• [Page text]
For five decades, it has been delivering relatively low-cost electricity to villages. Loss-making cooperatives under REB are kept afloat through the income of a few profitable ones.However, to reduce its own financial deficit, the Bangladesh Power Development Board (PDB) is now exerting pressure on REB.

In a new proposal submitted to the Bangladesh Energy Regulatory Commission (BERC), PDB has said it wants to increase the bulk power tariff rates for REB’s profitable cooperatives.

However, REB officials said that in the last fiscal year only 13 cooperatives actually made profits. Another four did not incur losses. The remaining 63 cooperatives are sustained through subsidies from the profitable ones. If PDB’s proposal is implemented, the existing rural electricity supply structure could collapse. They say it would be a self-destructive decision by the government.

BERC Chairman Jalal Ahmed told Prothom Alo that the stakeholders will be included in the review of PDB’s proposal during the public hearings to be held on 20 and 21 May. The commission will then make a final decision considering consumer interests.

PDB wants profitable cooperatives separated

PDB claims REB receives electricity at a lower price than other distribution entities. Therefore, higher electricity consumption by REB reduces the average bulk price. While the current bulk power tariff per unit is Tk 7.04, PDB is receiving Tk 6.99. Most subsidy costs go toward REB.

According to PDB’s calculation, REB currently buys electricity at Tk 6.24 per unit, while selling it at an average retail price of around Tk 8.50. No other distribution company earns such high per-unit revenue. DESCO buys electricity at a maximum of Tk 8.58 per unit and sells it at Tk 10.40.

The proposal states that 21 REB cooperatives have a customer structure similar to urban distribution companies DESCO and DPDC in Dhaka. In these cooperatives, the average bill per unit is Tk 9.36. In contrast, the remaining 59 cooperatives have an average bill of Tk 7.85. Therefore, if these 21 cooperatives are separated and charged urban-like wholesale prices, PDB’s revenue will increase.

According to PDB officials, retail electricity prices are the same for all consumers, but wholesale prices vary by distribution company. In FY 2024–25, 63 per cent of the organisation’s financial deficit was due to supplying cheaper electricity to REB. This pressure will increase further next year. Reducing subsidy pressure in the power sector is necessary to avoid raising retail tariffs.

Capacity payments and subsidy pressure on PDB

PDB said it pays capacity charges of around USD 12 (Tk 1,476) per unit monthly for liquid fuel and gas-based plants, and up to USD 25 (Tk 3,070) for coal-based plants. In addition, even when large consumers are directly connected from the grid, PDB does not receive demand charges (minimum monthly bill regardless of usage). Distribution companies collect demand charges even without providing direct service, and PDB said this should be paid to it to reduce deficits.

The proposal states that around 2,000 MW of 19 large connections under REB are currently in process. Once these become operational, they will create an additional subsidy burden of Tk 36 billion for PDB.

Such large connections under REB will continue to increase. REB supplies electricity to most economic zones. If these large consumers are supplied through 132 kV instead of 33 kV lines, PDB’s subsidy per unit would decrease by Tk 2.24, because wholesale tariffs from 132 kV are higher than 33 kV.

PDB has cited four large projects to demonstrate potential revenue gains, including the Jalsiri Housing Project.

• [Instructions for the task] Continue the news article above about PDB's bid to raise bulk power tariffs for REB cooperatives, picking up right after its last sentence.

Part of a data file
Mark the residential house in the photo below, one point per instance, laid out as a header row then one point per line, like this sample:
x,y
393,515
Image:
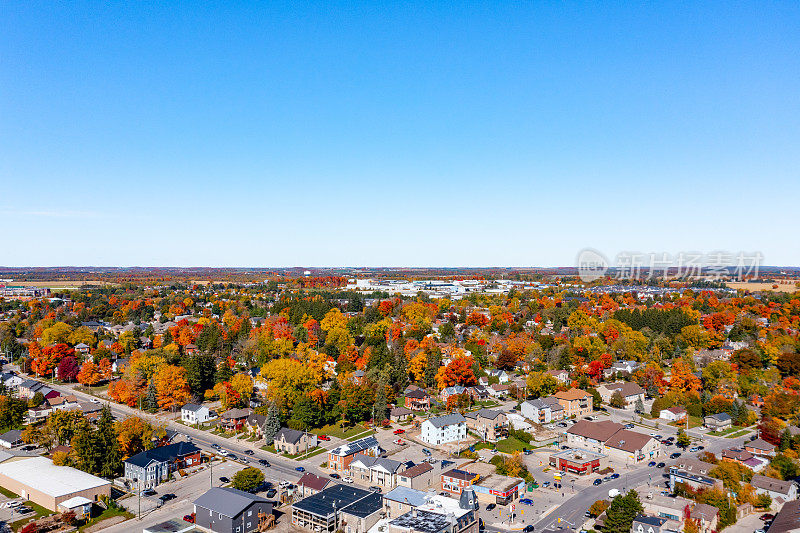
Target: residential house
x,y
227,510
775,488
760,447
718,422
673,414
456,480
339,458
193,414
576,402
443,429
400,414
787,520
311,484
489,424
150,467
631,392
375,471
11,439
418,400
293,441
234,419
562,376
423,476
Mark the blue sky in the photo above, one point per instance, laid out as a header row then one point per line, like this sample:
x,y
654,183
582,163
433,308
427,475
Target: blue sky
x,y
512,134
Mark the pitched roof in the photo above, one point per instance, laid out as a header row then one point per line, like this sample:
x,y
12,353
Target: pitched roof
x,y
163,454
227,501
771,484
417,470
572,394
446,420
599,431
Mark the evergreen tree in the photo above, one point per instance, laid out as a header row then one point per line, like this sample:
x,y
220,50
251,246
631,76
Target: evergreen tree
x,y
622,511
151,399
271,425
108,440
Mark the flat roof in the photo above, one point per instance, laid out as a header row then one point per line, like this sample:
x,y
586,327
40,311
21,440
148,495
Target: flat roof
x,y
39,473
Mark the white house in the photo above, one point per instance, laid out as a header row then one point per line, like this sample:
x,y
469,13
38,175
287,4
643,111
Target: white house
x,y
443,429
191,413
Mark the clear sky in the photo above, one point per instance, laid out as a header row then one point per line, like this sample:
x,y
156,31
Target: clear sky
x,y
429,133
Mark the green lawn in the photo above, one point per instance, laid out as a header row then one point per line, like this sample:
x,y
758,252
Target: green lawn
x,y
108,513
511,445
334,430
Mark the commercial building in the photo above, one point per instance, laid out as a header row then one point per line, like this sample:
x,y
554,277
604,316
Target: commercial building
x,y
578,461
40,481
227,510
443,429
343,507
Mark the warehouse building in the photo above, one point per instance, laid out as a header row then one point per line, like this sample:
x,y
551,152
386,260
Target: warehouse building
x,y
40,481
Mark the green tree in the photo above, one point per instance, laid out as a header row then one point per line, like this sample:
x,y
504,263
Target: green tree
x,y
248,479
683,439
272,425
622,511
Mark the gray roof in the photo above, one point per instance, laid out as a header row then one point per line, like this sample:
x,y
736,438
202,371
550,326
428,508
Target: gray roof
x,y
447,420
227,501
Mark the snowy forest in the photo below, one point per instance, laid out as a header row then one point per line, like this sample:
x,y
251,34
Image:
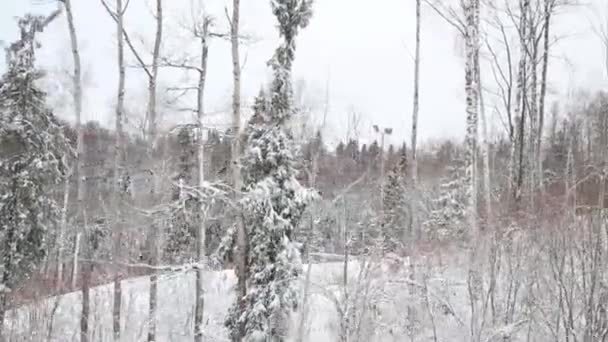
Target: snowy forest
x,y
278,217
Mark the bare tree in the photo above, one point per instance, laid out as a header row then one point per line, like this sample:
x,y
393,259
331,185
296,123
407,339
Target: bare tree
x,y
203,34
241,234
80,184
120,177
471,13
416,93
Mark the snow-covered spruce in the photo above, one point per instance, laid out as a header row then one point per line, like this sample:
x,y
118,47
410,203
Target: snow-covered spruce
x,y
273,200
32,154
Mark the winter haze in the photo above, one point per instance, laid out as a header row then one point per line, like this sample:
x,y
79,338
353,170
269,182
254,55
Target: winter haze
x,y
304,170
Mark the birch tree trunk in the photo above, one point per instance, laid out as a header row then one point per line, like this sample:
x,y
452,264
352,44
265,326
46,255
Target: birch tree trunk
x,y
241,238
201,234
416,95
119,173
77,98
63,225
485,150
517,159
471,46
151,145
548,9
534,124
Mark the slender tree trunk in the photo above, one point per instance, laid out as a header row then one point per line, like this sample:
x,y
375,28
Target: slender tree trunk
x,y
414,170
87,270
119,174
543,88
62,229
6,277
535,130
485,150
201,234
75,260
520,103
242,244
472,45
77,97
152,128
472,100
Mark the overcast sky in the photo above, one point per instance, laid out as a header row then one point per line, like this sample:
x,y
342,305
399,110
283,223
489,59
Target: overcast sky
x,y
361,49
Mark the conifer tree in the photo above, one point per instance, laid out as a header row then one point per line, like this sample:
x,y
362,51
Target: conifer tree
x,y
449,209
395,206
32,155
273,201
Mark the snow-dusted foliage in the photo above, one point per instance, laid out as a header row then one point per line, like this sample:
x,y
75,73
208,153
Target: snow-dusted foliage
x,y
449,208
181,232
33,151
395,206
273,201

• [Exercise output]
According to PDB calculations, directly supplying electricity to this 500 MW-demand project would generate Tk 41.82 billion annually. But if supplied through REB, revenue drops to Tk 33.29 billion. Direct supply would also allow PDB to collect Tk 540 million in demand charges. This means PDB is losing about Tk 9.08 billion in potential annual revenue.

Deficit will increase unless electricity prices rise

Following the proposal to increase wholesale electricity prices, REB submitted an application to BERC on 6 May to increase retail power tariff electricity prices.

It states that REB had a deficit of Tk 16.98 billion in 2024–25 fiscal. In the current fiscal year, it may rise to Tk 23.68 billion. Therefore, retail prices need to increase by at least 5.93 per cent. If wholesale price and wheeling charges increase, retail prices will also have to rise proportionally.

REB officials say the organisation was established in 1977 and currently serves about 37 million customers, covering about 77 per cent of the country’s total electricity users. It handles about 57 per cent of national electricity distribution. About 56 per cent of REB’s electricity goes to residential consumers, most of whom are low-income and low-usage customers. Providing cheap electricity to lifeline and first-tier consumers causes losses. REB has not proposed increasing tariffs for these groups. Therefore, even if wholesale costs rise, REB’s revenue will not increase proportionally.

Risk of imbalance in rural electricity system

REB officials and energy experts said that in the power sector, customers effectively provide subsidy outside government support. High-usage consumers pay higher tariffs. In residential use, consumption above 600 units costs Tk 14.61 per unit. This is higher than PDB’s production cost of around Tk 12.50 per unit. This extra revenue subsidises low-use consumers. Similarly, REB’s 21 profitable cooperatives subsidise others. This is known as cross-subsidy and maintains balance.

REB’s financial report shows that in the last fiscal year, Tk 35.15 billion from 13 profitable cooperatives was used to cover losses of 65 cooperatives. In reality, profitable cooperatives sustain the entire rural electricity distribution system. Most profitable cooperatives are located in industrial areas around Dhaka, Gazipur, and Narayanganj.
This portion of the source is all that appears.